# The brats :)



## HoosierShadow (Apr 20, 2010)

Big Bang and Madison waiting for me to come out.









He thinks he is my shadow and has to follow me everywhere...and I mean EVERYWHERE..lol


















Lyrica - 8 weeks old









Wysteria - Lyrica's sis









100% poser









100% pretty 









110% spoiled









100% thinks she is the boss <LOL>



























Big Bang went over by the pile of tree limbs and started scratching his horns, a small limb fell on his butt, so he started wiggling getting scratches on both ends :laugh: 









My son and Lyrica - she's doing really great so far with lead training 









Cupcake Sparkles says...no thanks!









Love Snow White's expression 













































My daughter and Ithma 









Big Bang being a dork...again LOL He was not scratching, he was cocking his head sideways after I yelled <playfully> 'BIG BANG you knocked over my RAKE!" LOL 









Normally this is where he thinks he belongs...









Cupcake Sparkles and Lyrica


----------



## Maggie (Nov 5, 2010)

Gorgeous. I like the ones of Big Bag and Wisteria the best :greengrin: Sparkles is ridiculously huge!!


----------



## amylawrence (May 19, 2011)

as always, your photos are wonderful, Candice! Precious ones of your kids with their goats. Have you ever submitted to magazines?


----------



## HoosierShadow (Apr 20, 2010)

Thanks so much  They are so much fun, I love hanging out with them. 
Sparkles weighs 10lbs more than Lyrica! It's crazy, we weighed them 2 nights ago and she was 47lbs and she'll be 7 weeks old tomorrow.

Amy - I haven't submitted anything, I've thought about it though


----------



## Burns Branch Boers (Apr 11, 2011)
* * * *
◆ Jobs:
**A)** From the goat forum thread, copy the passage that begins with the words containing "Thanks so much" and ends with "weeks old tomorrow.".
**B)** Answer these questions using the goat forum thread:
(i) How old is Lyrica in the line that introduces her?
(ii) How much did Sparkles weigh when she was weighed?
(iii) Who is shown with Lyrica during her lead training?
**C)** Write what comes next in the goat forum thread, picking up where it leaves off.

◆ Data provided:
* * * *
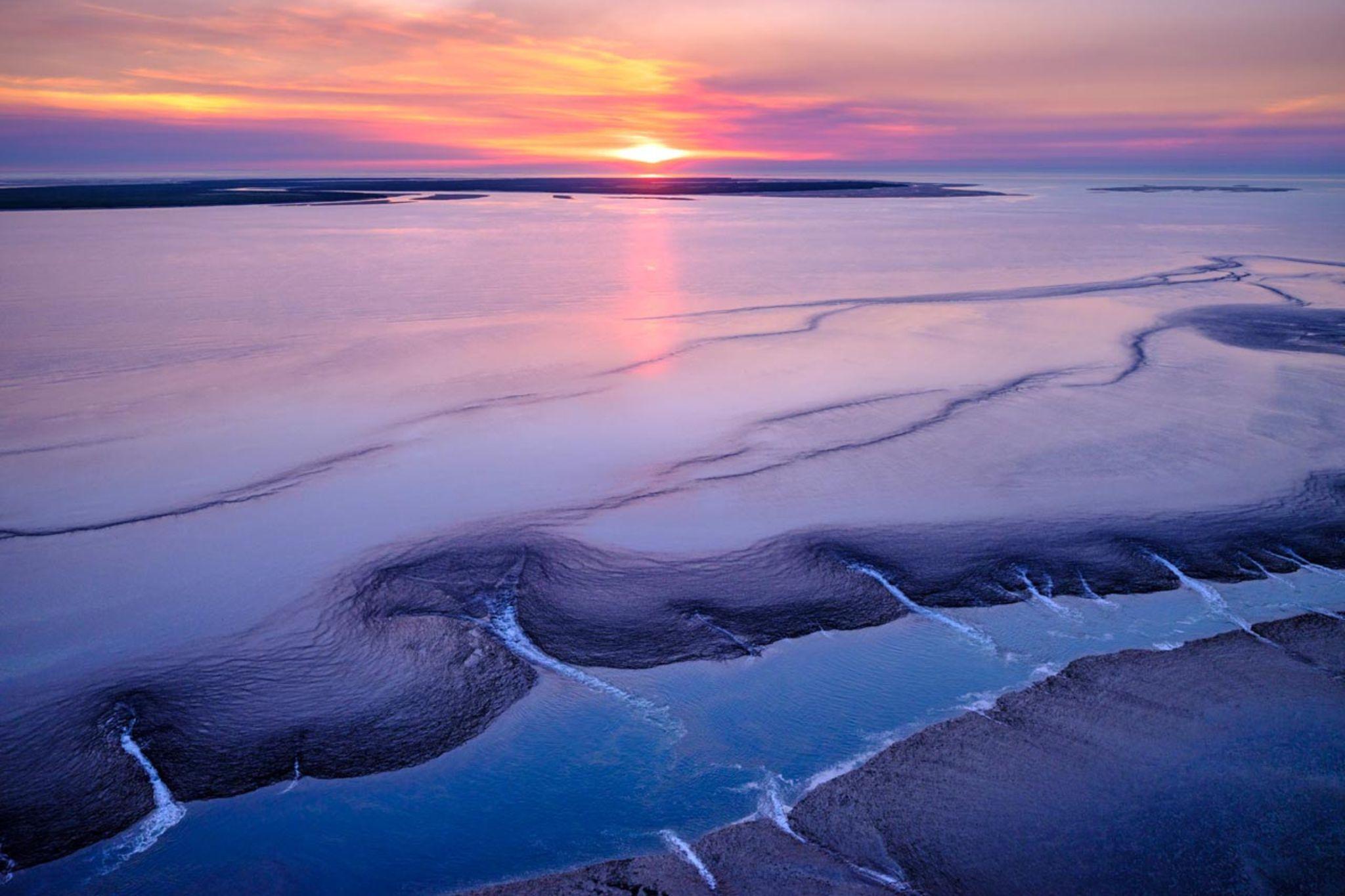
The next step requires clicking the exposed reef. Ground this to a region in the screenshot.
* * * *
◆ Results for each task:
**A)**
Thanks so much  They are so much fun, I love hanging out with them. 
Sparkles weighs 10lbs more than Lyrica! It's crazy, we weighed them 2 nights ago and she was 47lbs and she'll be 7 weeks old tomorrow.

**B)**
(i) 8 weeks old
(ii) 47lbs
(iii) The poster's son

**C)**
I LOVE the pictures of Big Bang and the baby--he is such a sweet boy! You can tell that he loves that baby and he wants to play with her. :thumbup:


----------



## toth boer goats (Jul 20, 2008)

Very nice....


----------



## goatgirlzCA (Mar 9, 2011)

You take the most awesome pictures! I love the ones with them on the tree stumps!


----------



## RMADairyGoats (Jun 20, 2011)

WOnderful photos  Cupcake Sprinkles is HUGE! She's almost as big as mom!


----------



## Mandara Farm (Sep 12, 2010)

What wonderful, funny, sweet, gorgeous photos! In that first pic, I can almost hear the two goats saying, "How 'bout now, what about now, is she coming yet, what about now... (repeat until you actually DO come out to them :slapfloor: )


----------



## HoosierShadow (Apr 20, 2010)

Awww thanks  Big Bang is a trip OMG, you just never know what to expect from him! He's such a good boy, he tries hard not to let his horns get in the way, but you really have to watch them. 

I can't believe how big Sparkles has gotten. She's as big as our 3mo doelings, just not as wide yet. She has such a nice, wide chest! She has a split teat, which is a darn shame  Her mama has always had clean teated kids, our buck is 2x2, but I guess there is always that possability of it happening. She's turning into such a sweetie herself, not as shy as she used to be. If I don't pay attention to her or have my back to her she will grab my pant leg or shirt and pull/nudge to get my attention.

They are such a joy, I could say that over and over again! I love watching them, and I love that they are so friendly and seem so laid back. 

I posted pics of our 2 new girls in the 'meat goat' section, we're working on taming them down now, so far so good


----------



## RPC (Nov 6, 2009)

They look awesome but I can not believe how big cupcake sprinkles is.


----------



## naturalgoats (Jan 3, 2011)

I <3 Wisteria. her blaze is the cutest! and you have so pretty coordinated caprines! lol
M.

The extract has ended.